◆ What the task asks ◆
All of the data below should be repeated exactly. Pictures should not be included.
-- Records for the task follows --
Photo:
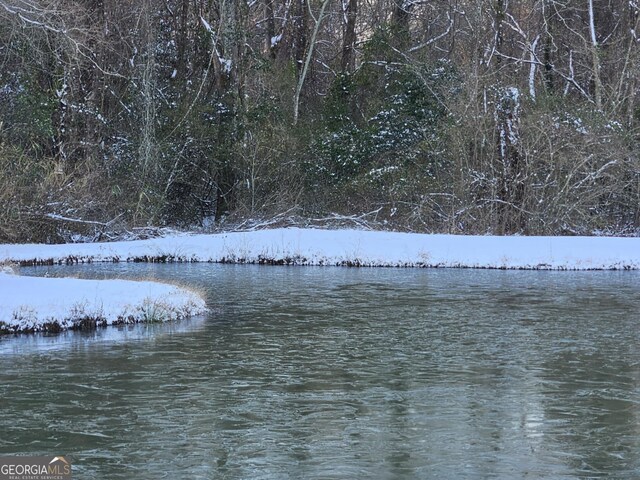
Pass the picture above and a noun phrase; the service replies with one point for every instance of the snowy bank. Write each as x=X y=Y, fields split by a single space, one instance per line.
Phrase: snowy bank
x=352 y=248
x=33 y=304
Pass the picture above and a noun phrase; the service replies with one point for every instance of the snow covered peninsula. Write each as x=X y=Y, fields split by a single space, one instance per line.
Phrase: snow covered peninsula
x=298 y=246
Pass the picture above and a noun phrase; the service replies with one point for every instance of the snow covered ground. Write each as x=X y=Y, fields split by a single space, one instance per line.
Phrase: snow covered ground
x=351 y=247
x=27 y=303
x=32 y=304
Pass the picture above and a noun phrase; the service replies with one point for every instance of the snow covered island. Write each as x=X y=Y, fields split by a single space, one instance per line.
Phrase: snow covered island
x=35 y=304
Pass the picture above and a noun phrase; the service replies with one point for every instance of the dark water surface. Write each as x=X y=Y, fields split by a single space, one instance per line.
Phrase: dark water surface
x=322 y=373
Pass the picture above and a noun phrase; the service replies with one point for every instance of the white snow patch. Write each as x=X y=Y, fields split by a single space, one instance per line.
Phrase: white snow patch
x=28 y=303
x=353 y=247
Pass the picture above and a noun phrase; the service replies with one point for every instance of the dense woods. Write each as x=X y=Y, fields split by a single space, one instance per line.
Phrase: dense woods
x=488 y=116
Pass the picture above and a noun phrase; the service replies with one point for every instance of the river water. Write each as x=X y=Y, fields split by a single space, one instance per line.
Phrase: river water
x=338 y=373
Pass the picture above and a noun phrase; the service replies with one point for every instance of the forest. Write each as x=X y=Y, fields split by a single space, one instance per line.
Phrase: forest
x=468 y=117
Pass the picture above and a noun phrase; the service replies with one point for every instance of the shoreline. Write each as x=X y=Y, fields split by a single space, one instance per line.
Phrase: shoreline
x=351 y=248
x=51 y=305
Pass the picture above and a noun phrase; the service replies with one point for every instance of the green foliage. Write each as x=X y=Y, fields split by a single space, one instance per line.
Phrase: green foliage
x=378 y=118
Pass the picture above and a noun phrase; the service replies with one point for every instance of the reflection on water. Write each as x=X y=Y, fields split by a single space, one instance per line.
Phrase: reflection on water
x=342 y=373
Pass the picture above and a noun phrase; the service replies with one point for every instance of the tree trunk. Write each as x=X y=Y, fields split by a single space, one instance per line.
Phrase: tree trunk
x=349 y=40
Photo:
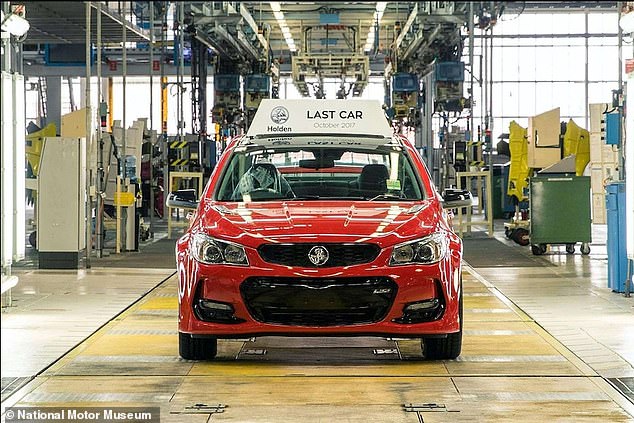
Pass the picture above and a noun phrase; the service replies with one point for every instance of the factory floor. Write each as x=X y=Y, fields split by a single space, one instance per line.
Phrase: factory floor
x=544 y=340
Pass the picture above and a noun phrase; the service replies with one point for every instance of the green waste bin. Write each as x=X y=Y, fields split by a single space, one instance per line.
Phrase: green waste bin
x=560 y=212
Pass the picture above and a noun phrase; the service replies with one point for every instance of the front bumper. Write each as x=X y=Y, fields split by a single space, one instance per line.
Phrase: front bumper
x=267 y=299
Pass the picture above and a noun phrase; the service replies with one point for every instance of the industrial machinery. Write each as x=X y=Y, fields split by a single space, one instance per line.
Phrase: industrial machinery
x=61 y=203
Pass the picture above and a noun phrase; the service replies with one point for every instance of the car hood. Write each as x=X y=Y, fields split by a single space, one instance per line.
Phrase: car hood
x=385 y=223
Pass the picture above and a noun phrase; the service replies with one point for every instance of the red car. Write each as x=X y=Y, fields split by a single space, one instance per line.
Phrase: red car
x=319 y=222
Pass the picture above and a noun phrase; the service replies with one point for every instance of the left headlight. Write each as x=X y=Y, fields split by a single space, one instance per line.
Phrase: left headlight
x=428 y=250
x=209 y=250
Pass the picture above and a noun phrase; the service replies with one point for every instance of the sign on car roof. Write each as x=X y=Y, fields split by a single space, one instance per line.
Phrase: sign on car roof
-- Records for the task concluded --
◆ Output for this exercise ◆
Photo:
Pass the picture above and a noun phrase; the service replies with one point for every instance of the snowy bank. Write each as x=X y=Y, fields split by a single space, one instance per line.
Phrase: snowy bank
x=352 y=248
x=33 y=304
Pass the picture above and a noun phrase; the service replies with one point for every instance of the snow covered peninsula. Write each as x=X y=Y, fields split by a single space, one instance per line.
Phrase: snow covered peninsula
x=298 y=246
Pass the picture above and a noun phrase; the service replies with one point for every instance of the snow covered ground. Write each as x=X y=Y, fields split by a single space, one instance per line.
Phrase: snow covered ground
x=351 y=247
x=27 y=303
x=32 y=304
Pass the picture above and a noun phrase; the service replies with one point for every instance of the snow covered island. Write each as x=X y=Y, fields split by a single space, one instance per line.
Phrase: snow covered island
x=35 y=304
Pass the picture above and a noun phrase; the service replies with one point for every instance of the dark water surface. Write each as x=X y=Y, fields split by a single space, one instance per line.
Phrase: dark water surface
x=322 y=373
Pass the picture above and a noun phrase; the service replies with one point for every instance of the white snow patch. Write each as x=X y=Y, fields split by a single space, one instance per line.
Phrase: white snow patch
x=28 y=303
x=353 y=247
Pass the picture above and a noun phrase; the service replies with one point for every instance of the dense woods. Write each as x=X y=Y, fields split by a single space, one instance per line.
Phrase: dense woods
x=488 y=116
Pass the picture above and a noun phrase; the service replies with one point for every instance of the river water. Write each as x=X y=Y, fields split by a single space, one instance per line.
Phrase: river water
x=338 y=373
Pass the picture above and a noun phrase; the service replies with one point for every instance of the forest. Write each as x=X y=Y, fields split by a single space, one instance per line.
Phrase: forest
x=468 y=117
Pass the picture above and a noun phrase; the service replies with one point for every instance of the shoreline. Write each as x=X y=Y, fields split by a single space, one instance per line.
Phrase: shoreline
x=351 y=248
x=51 y=305
Pass the picture above and a noun phrase; the service replies with one point for every instance of the green foliage. Write each as x=X y=Y, fields split by a single space, one instance per line.
Phrase: green foliage
x=378 y=118
Pass the picture above and a noun phrase; the service replies with one point for every instance of the reflection on water. Write each as x=X y=Y, fields split by a single space, one instance per line.
Phrase: reflection on water
x=342 y=373
Pass the picture above and a noun phrase; the service replies with one point for every instance of the tree trunk. Write each as x=X y=Y, fields split by a single space, one instance per line.
Phrase: tree trunk
x=349 y=40
Photo:
Pass the picture above and a noun phrase; the service replies with one point for every instance of the factory floor. Write each as x=X y=Y, fields split by a single space, one instance per line.
Phrase: factory floor
x=544 y=340
Pass the picture above and a noun phrase; the service replies with one point for every instance of the green waste bin. Write each as x=X y=Y, fields split by a single space, one instance per line.
Phrase: green waste bin
x=560 y=212
Pass the picture above and a noun phrase; the service replies with one point for every instance of the front bumper. Write each as x=X y=Y, fields split by a single space, one instance per line.
Phrase: front bumper
x=267 y=299
Pass the picture above and a noun phrase; the service replies with one point for every instance of the industrial machinery. Write each as x=X y=Y, fields split by a single space, one instance per line.
Phrase: industrial machinery
x=61 y=203
Pass the picture above and a noun phrase; the service replies with one point for every instance of the car hood. Write each as x=X y=Y, fields split by a single space, one instance per line.
Phrase: car hood
x=385 y=223
Pass the picture above and a noun phrase; the service replies with one point for every instance of the red car. Write each as x=X y=Y, fields split by a single space, one instance per line.
Phrase: red car
x=319 y=222
Pass the picture above and a noun phrase; the service replies with one point for every instance of the left headlight. Write each as x=X y=Y, fields split by a single space, one instance per line.
Phrase: left headlight
x=428 y=250
x=209 y=250
Pass the picture above and a noun phrase; the service replies with one point for every instance of the sign on car roof. Write each as x=X y=Y, fields split by a single space, one instance per line.
Phrase: sign on car roof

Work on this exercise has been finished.